▶ _Consegne_
**1.** Nel brano sulle malattie genetiche rare, con quale frequenza la glicogenosi colpisce i bambini?
**2.** Ricopia dal brano sulle malattie genetiche rare il tratto compreso tra "Come Nadia sono" e "permettere di vivere.", estremi inclusi.

▶ _Brano proposto_
□ □ □ □
Come Nadia sono tante le donne, portatrici di malattie genetiche, che auspicano la possibilità di concepire un figlio sano, con la diagnosi pre-impianto. Ufficialmente la legge 40 non lo permette, nonostante una recente sentenza della Cassazione ne abbia riconosciuto il diritto a una coppia che aveva fatto ricorso. Nel frattempo nascono bambini con malattie genetiche “rare”, cosiddette in quanto riguardano “poche” persone. La glicogenosi, ad esempio, colpisce un bambino su 100mila. Ma queste malattie sono più di 8 mila e 2 milioni i soggetti colpiti, soprattutto bambini. Per questo i malati gridano a gran voce: “Io esisto”, come cita il manifesto della Campagna Telethon (dal 9 al 16 dicembre), proprio per sottolineare che sono tante le persone con queste malattie: assieme alle famiglie, chiedono di trovare una cura che possa loro permettere di vivere.
□ □ □ □
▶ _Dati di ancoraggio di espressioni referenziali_
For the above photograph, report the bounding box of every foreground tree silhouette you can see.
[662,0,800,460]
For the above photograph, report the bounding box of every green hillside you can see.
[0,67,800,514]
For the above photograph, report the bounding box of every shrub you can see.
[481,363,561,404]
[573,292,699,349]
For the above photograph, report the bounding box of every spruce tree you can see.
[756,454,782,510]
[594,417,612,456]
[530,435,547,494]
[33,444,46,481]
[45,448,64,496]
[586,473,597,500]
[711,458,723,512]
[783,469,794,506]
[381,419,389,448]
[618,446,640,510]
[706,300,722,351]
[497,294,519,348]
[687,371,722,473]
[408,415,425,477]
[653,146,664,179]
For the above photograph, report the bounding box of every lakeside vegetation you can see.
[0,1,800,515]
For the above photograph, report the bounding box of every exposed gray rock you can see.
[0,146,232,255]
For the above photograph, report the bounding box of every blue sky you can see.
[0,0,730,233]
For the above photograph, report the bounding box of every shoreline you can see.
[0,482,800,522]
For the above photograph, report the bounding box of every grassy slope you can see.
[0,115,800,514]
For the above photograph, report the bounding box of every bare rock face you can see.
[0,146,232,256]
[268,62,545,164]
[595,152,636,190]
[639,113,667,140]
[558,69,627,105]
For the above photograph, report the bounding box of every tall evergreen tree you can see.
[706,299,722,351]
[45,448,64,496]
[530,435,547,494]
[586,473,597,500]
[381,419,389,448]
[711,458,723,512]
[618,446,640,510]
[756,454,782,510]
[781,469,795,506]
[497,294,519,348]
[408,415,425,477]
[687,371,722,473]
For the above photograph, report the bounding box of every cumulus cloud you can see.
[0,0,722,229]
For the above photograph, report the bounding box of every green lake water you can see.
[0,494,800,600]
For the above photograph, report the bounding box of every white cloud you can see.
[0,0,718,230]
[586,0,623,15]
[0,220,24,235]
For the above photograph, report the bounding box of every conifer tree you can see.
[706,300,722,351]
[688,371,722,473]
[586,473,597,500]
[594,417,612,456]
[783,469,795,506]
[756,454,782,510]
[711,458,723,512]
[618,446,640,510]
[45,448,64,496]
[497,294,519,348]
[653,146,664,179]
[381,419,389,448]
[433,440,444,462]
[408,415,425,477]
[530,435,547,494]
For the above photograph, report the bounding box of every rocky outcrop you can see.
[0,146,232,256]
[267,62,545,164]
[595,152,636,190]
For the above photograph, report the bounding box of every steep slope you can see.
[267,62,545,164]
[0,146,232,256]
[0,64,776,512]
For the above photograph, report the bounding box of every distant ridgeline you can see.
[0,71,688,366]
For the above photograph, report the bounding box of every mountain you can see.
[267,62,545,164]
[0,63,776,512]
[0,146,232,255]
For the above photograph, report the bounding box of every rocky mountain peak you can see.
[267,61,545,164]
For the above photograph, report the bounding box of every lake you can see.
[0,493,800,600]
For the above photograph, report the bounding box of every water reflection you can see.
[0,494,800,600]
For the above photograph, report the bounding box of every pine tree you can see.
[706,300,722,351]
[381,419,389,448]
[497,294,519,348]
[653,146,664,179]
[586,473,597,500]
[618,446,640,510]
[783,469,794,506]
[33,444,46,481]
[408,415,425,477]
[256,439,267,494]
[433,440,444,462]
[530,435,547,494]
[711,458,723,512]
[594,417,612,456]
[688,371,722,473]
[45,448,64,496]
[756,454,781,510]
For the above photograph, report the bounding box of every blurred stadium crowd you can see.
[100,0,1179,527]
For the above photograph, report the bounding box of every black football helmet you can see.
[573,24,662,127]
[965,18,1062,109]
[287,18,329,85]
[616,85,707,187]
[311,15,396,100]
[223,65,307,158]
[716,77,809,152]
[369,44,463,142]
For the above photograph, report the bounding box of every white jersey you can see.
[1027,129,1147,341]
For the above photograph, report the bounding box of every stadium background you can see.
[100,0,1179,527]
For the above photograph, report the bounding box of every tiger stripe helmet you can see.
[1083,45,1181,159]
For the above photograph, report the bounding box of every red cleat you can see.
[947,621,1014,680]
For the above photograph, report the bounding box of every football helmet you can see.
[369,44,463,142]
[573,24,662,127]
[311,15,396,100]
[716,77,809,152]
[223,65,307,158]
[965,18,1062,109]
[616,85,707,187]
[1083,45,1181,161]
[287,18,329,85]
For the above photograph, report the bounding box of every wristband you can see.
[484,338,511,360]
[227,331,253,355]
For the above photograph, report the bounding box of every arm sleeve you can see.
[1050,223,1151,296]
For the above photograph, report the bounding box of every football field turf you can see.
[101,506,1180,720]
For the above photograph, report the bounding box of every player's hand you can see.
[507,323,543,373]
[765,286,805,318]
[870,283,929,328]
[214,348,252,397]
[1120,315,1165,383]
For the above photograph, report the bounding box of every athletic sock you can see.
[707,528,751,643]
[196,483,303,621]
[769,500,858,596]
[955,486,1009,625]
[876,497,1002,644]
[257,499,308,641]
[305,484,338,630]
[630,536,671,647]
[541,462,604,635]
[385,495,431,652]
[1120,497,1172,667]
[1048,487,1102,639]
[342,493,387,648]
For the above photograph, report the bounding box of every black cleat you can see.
□ □ □ □
▶ _Risposte fornite_
**1.** Colpisce un bambino su 100mila.

**2.**
Come Nadia sono tante le donne, portatrici di malattie genetiche, che auspicano la possibilità di concepire un figlio sano, con la diagnosi pre-impianto. Ufficialmente la legge 40 non lo permette, nonostante una recente sentenza della Cassazione ne abbia riconosciuto il diritto a una coppia che aveva fatto ricorso. Nel frattempo nascono bambini con malattie genetiche “rare”, cosiddette in quanto riguardano “poche” persone. La glicogenosi, ad esempio, colpisce un bambino su 100mila. Ma queste malattie sono più di 8 mila e 2 milioni i soggetti colpiti, soprattutto bambini. Per questo i malati gridano a gran voce: “Io esisto”, come cita il manifesto della Campagna Telethon (dal 9 al 16 dicembre), proprio per sottolineare che sono tante le persone con queste malattie: assieme alle famiglie, chiedono di trovare una cura che possa loro permettere di vivere.